> **GIVEN TEXT**
* * * *

We additionally applied this check on the operational condition scale to assess the homogeneity of surface HLR values, fitting a lognormal distribution to the data. The output was named ‘Compliance Chauvenet HLR surface’.

For the quality flag, the number of labels was held to three, with a terminology referring to the prospect of modelling found in Clemens-Meyer et al. (2021), plus a fourth one when the checks could not be applied:

• ‘good’ (‘fit for use’) when observations complied with stringent checks, else

• ‘doubtful’ (‘questionable’) when observations complied with tolerant checks, else

• ‘unsuitable’ (‘unfit for use’) and

• ‘unchecked’ when the checks could not be applied.

• Per each observation: the outcomes of the different checks were concatenated into a quality flag by taking the worst outcome per observation: ‘unlikely’ yielding ‘unsuitable’, ‘unusual’ yielding ‘doubtful’ and ‘likely’ yielding ‘good’. The ‘unchecked’ label was not considered in the concatenation.

• Per each sampling campaign: the flags of the various observations were further concatenated into a single flag per sampling campaign. We computed the proportion of ‘unsuitable’ and ‘doubtful’ flags and labelled the sampling campaign as ‘unsuitable’ if more than half the flags were ‘unsuitable’ or over 0.8 of the flags were ‘doubtful’, else ‘doubtful’ if over 0.2 of the flags were ‘unsuitable’ or more than half the flags were ‘doubtful’.

Data reconciliation, in particular the handling of missing data, constitutes an optional step in data processing.

The missing data was handled for purposes of clustering and multivariate analysis, and not for models since such handling steps lead to higher artificial correlations between variables. With a small, non-time-series and heterogeneous dataset, we considered imputing missing data rather than other methods (interpolation, removal, replacement), which could lead to biased estimates and underestimated uncertainty. We observed data to be missing at random (MAR), given that missing data is not randomly distributed among variables, but randomly distributed for each variable across the case studies. More specifically, we considered no explanatory factor accounts for a missing data occurrence on a given variable, and we expect the full imputed dataset to follow similar observed distributions. We used the predictive mean matching method from the MICE package (Buuren & Groothuis-Oudshoorn 2011; Buuren 2018). This method randomly draws a value from the distribution of observed values for each missing data, as determined by an adjustable set of predictor variables (Figure S5). We generated one imputed dataset with additional constraints, thus ensuring that plausible values are imputed.

• For clustering: We considered a subset of the joint datasets of HF and VF wetlands, as primary and secondary treatment. It is composed of the inflow concentrations among BOD, COD, NH₄-N, TN, TP and TSS. We imputed the non-measured inflow concentrations per sampling campaign, and iterated the process on the imputed values that yielded ‘unsuitable’ labels during the consistency/accuracy check.

• For multivariate analyses: We imputed the full datasets separately for HF and VF wetlands, as secondary treatment. The predictive variables were chosen to either precede chronologically or be considered constant with respect to the predicted variables (Supplementary Figure S5).

We assessed the information, proportion and leverage of the data labelled as ‘unsuitable’. For better visualisation, the ‘unsuitable’ values were to be removed from the dataset. For modelling purposes, however, the very low values of quality weights would avoid removing them.

* * * *

> **RECORDS PROVIDED**
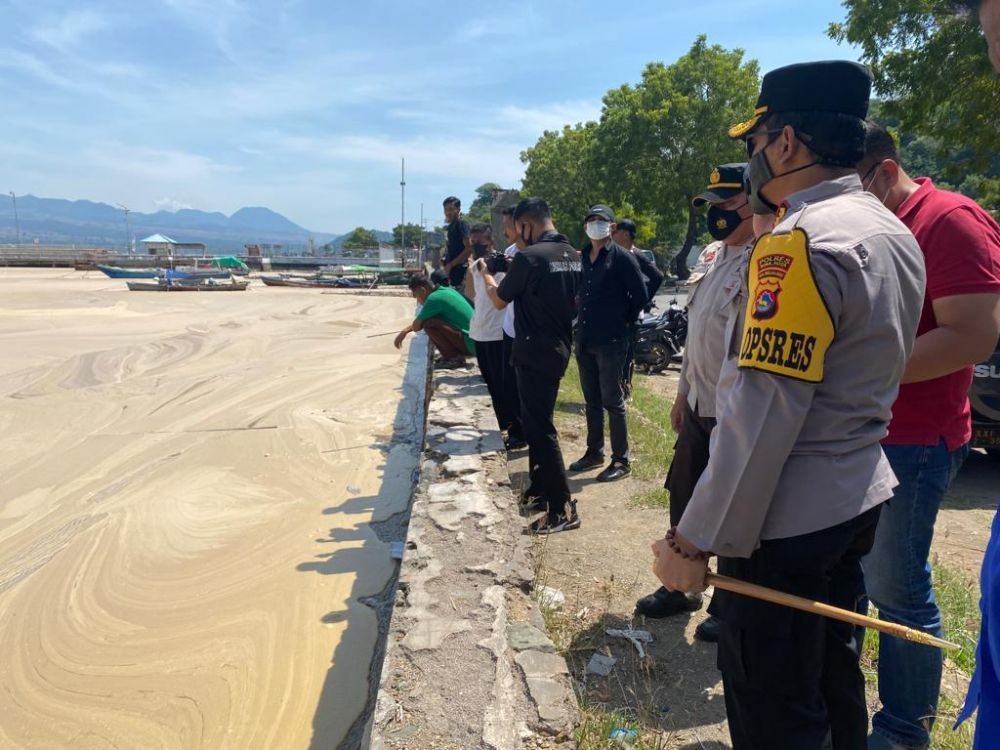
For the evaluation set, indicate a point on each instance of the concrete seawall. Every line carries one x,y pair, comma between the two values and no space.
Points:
467,663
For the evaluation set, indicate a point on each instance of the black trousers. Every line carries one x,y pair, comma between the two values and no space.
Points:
489,355
538,403
689,462
791,678
603,391
511,396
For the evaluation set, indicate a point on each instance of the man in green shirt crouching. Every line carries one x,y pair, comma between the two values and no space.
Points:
444,315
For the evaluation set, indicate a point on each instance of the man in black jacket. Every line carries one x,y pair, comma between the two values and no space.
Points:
543,279
612,293
624,235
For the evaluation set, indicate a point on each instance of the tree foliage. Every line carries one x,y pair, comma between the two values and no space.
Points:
930,62
480,210
561,169
360,238
652,150
923,156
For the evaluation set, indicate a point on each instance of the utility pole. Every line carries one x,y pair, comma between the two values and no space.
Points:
128,232
402,207
17,222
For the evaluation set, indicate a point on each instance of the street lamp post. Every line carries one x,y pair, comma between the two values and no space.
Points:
402,209
128,232
17,222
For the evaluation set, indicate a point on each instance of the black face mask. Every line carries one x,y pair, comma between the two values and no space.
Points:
722,223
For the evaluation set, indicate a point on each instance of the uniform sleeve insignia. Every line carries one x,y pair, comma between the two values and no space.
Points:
787,327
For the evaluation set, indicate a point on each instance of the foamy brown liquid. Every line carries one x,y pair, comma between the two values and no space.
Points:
185,486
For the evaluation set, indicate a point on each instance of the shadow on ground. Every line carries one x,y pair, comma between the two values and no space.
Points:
399,473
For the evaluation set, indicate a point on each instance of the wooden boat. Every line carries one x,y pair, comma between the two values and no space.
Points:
117,272
189,285
319,280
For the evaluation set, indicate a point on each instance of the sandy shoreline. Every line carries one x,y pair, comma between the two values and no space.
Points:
185,486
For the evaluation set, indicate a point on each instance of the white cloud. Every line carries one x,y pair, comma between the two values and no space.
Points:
215,18
550,117
170,204
165,166
68,30
472,158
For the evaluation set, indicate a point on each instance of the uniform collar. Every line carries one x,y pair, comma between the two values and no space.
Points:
849,183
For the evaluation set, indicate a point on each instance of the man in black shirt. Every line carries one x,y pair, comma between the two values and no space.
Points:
612,294
543,279
459,247
624,235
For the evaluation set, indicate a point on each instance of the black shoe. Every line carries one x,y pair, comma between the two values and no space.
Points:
616,470
664,603
589,461
708,630
449,363
533,504
553,523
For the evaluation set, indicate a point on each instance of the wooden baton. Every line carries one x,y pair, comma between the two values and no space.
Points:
825,610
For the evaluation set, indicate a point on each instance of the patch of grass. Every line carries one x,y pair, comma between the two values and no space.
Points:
650,433
958,598
596,725
654,497
943,737
570,392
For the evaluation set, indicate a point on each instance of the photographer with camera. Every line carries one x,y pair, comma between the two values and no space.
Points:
486,328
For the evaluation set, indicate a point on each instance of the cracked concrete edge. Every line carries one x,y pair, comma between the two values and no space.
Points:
409,427
464,491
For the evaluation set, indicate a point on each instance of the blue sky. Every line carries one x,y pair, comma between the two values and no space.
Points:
307,107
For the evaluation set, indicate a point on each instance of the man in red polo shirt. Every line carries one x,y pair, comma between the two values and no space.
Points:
930,428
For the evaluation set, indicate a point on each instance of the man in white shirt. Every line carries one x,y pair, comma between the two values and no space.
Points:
515,433
486,328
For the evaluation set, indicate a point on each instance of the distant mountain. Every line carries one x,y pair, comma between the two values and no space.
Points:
58,221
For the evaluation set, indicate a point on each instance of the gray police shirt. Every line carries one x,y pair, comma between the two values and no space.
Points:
708,307
791,457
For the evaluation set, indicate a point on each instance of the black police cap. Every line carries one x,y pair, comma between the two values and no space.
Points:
601,211
837,86
725,181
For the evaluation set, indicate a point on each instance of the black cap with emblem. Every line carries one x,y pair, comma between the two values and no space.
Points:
725,181
602,212
835,86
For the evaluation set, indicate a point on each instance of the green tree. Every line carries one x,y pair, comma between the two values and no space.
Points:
360,238
561,169
658,140
413,235
479,211
931,64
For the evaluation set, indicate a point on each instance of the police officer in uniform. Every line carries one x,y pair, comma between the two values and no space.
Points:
796,477
544,280
693,416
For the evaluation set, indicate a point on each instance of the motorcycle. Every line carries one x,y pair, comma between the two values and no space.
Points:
660,339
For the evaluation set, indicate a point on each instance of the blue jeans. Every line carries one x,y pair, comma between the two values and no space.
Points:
601,382
898,580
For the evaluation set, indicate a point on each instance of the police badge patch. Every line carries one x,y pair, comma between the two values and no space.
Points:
771,269
787,327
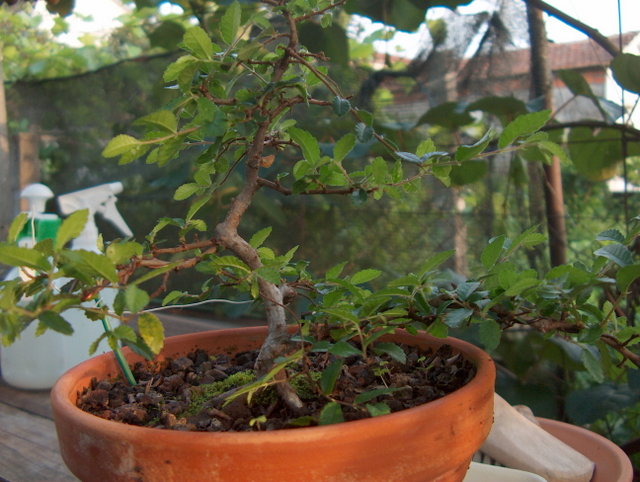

* * * *

> **DIRECTIVES**
**a)** In the data quality text, which package supplied the predictive mean matching method used for imputation?
**b)** Quote the listing from the line containing "the police badge" through the end of the listing, including both ends and omitting the pictures.
The data quality text and the listing are unrelated material.

> **RESPONSES**
**a)** The MICE package.

**b)**
For the evaluation set, indicate a point on each instance of the police badge patch. Every line carries one x,y pair, comma between the two values and no space.
Points:
771,269
787,327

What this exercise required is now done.